Source records:
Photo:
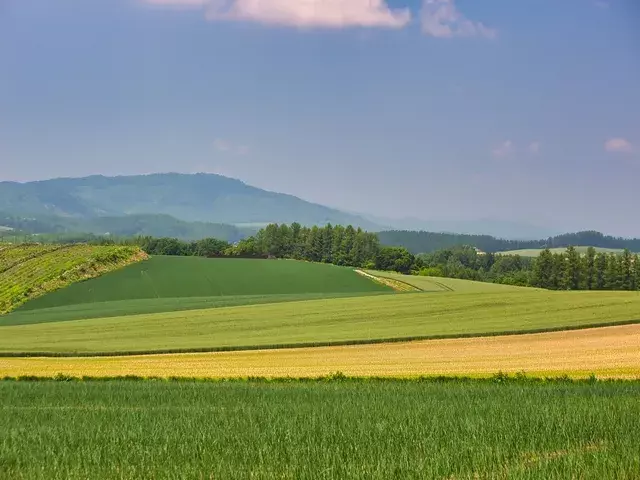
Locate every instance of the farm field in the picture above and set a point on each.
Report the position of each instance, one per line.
(163, 277)
(534, 252)
(29, 271)
(375, 429)
(440, 284)
(608, 352)
(313, 322)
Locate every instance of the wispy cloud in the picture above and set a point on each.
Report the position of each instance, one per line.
(300, 13)
(618, 145)
(441, 18)
(225, 146)
(534, 147)
(505, 149)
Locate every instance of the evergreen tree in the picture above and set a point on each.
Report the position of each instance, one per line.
(572, 271)
(627, 273)
(589, 262)
(543, 269)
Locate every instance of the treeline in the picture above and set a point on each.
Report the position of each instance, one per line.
(345, 246)
(427, 242)
(349, 246)
(554, 271)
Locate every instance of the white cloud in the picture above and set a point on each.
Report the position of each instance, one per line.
(534, 147)
(224, 146)
(441, 18)
(300, 13)
(505, 149)
(619, 145)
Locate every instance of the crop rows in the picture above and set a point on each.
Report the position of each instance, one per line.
(42, 269)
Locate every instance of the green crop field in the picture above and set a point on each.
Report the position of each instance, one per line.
(328, 320)
(178, 277)
(28, 271)
(332, 429)
(534, 252)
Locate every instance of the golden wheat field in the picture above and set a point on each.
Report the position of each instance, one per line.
(608, 352)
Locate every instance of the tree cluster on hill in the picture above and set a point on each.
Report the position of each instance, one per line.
(427, 242)
(349, 246)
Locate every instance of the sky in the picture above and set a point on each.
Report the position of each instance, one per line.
(524, 110)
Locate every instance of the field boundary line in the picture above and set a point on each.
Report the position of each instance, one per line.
(397, 285)
(497, 378)
(337, 343)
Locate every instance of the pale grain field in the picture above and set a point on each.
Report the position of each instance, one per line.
(609, 352)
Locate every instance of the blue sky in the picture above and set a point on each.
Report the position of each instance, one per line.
(516, 110)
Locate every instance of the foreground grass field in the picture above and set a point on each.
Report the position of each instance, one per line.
(608, 352)
(183, 277)
(333, 429)
(313, 322)
(28, 271)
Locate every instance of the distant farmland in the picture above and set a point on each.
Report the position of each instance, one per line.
(534, 252)
(186, 277)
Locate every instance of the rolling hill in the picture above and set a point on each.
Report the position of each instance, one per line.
(534, 252)
(155, 225)
(28, 271)
(192, 198)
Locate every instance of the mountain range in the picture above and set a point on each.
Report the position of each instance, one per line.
(192, 198)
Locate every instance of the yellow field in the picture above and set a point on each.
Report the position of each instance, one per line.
(610, 352)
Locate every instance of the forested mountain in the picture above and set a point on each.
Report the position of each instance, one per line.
(427, 242)
(194, 198)
(126, 226)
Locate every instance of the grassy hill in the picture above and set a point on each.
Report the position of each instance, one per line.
(155, 225)
(534, 252)
(28, 271)
(328, 321)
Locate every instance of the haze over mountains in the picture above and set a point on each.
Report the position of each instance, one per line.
(192, 206)
(192, 198)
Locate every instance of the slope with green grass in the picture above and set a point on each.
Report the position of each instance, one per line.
(188, 277)
(28, 271)
(441, 284)
(327, 321)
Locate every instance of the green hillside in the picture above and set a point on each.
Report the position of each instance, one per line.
(313, 322)
(191, 198)
(155, 225)
(28, 271)
(163, 277)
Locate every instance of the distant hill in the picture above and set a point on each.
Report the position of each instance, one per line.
(495, 228)
(427, 242)
(193, 198)
(155, 225)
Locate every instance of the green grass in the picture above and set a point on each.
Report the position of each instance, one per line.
(419, 315)
(440, 284)
(178, 277)
(353, 429)
(29, 271)
(534, 252)
(118, 308)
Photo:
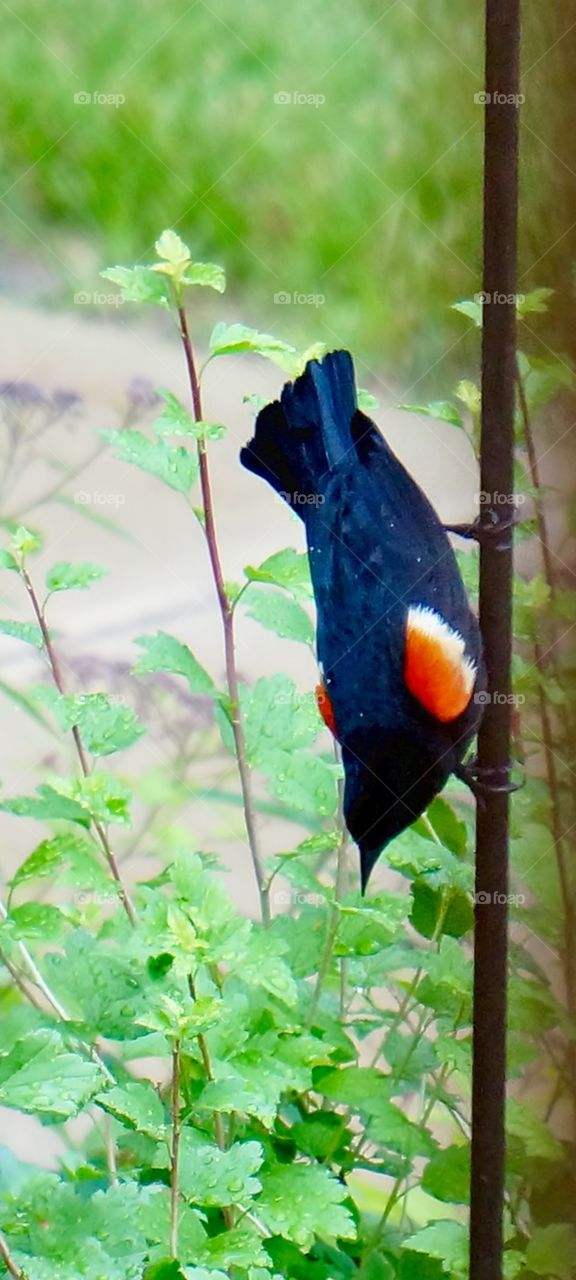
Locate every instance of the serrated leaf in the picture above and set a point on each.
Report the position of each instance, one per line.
(26, 631)
(26, 542)
(447, 1175)
(470, 309)
(446, 1240)
(69, 577)
(35, 922)
(137, 1105)
(304, 1201)
(228, 339)
(40, 1075)
(46, 805)
(176, 420)
(279, 613)
(68, 854)
(101, 796)
(104, 726)
(170, 464)
(7, 561)
(165, 653)
(172, 248)
(287, 568)
(214, 1176)
(138, 284)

Task brief:
Only the lines from the one that contains "Locate every instance of the distant hill" to the end of the records, inclusive, are to be quoted exactly, with pictures excluded.

Full answer:
Locate every instance of the distant hill in the picture above and set a point on each.
Report the position of each instance, one per line.
(495, 228)
(427, 242)
(193, 198)
(155, 225)
Locate every instance of the green grass in the picture above and set a point on each.
Report the position of each instance, one per line.
(419, 315)
(440, 284)
(178, 277)
(353, 429)
(29, 271)
(534, 252)
(118, 308)
Photo:
Locate every instance of the serrated leaf in the picture above and set a point on each.
Report the position of each instance, one per line.
(26, 631)
(26, 542)
(447, 1175)
(470, 309)
(446, 1240)
(69, 577)
(35, 922)
(137, 1105)
(304, 1201)
(228, 339)
(40, 1075)
(46, 805)
(176, 420)
(279, 613)
(68, 854)
(101, 796)
(104, 726)
(170, 464)
(7, 561)
(165, 653)
(172, 248)
(287, 568)
(214, 1176)
(138, 284)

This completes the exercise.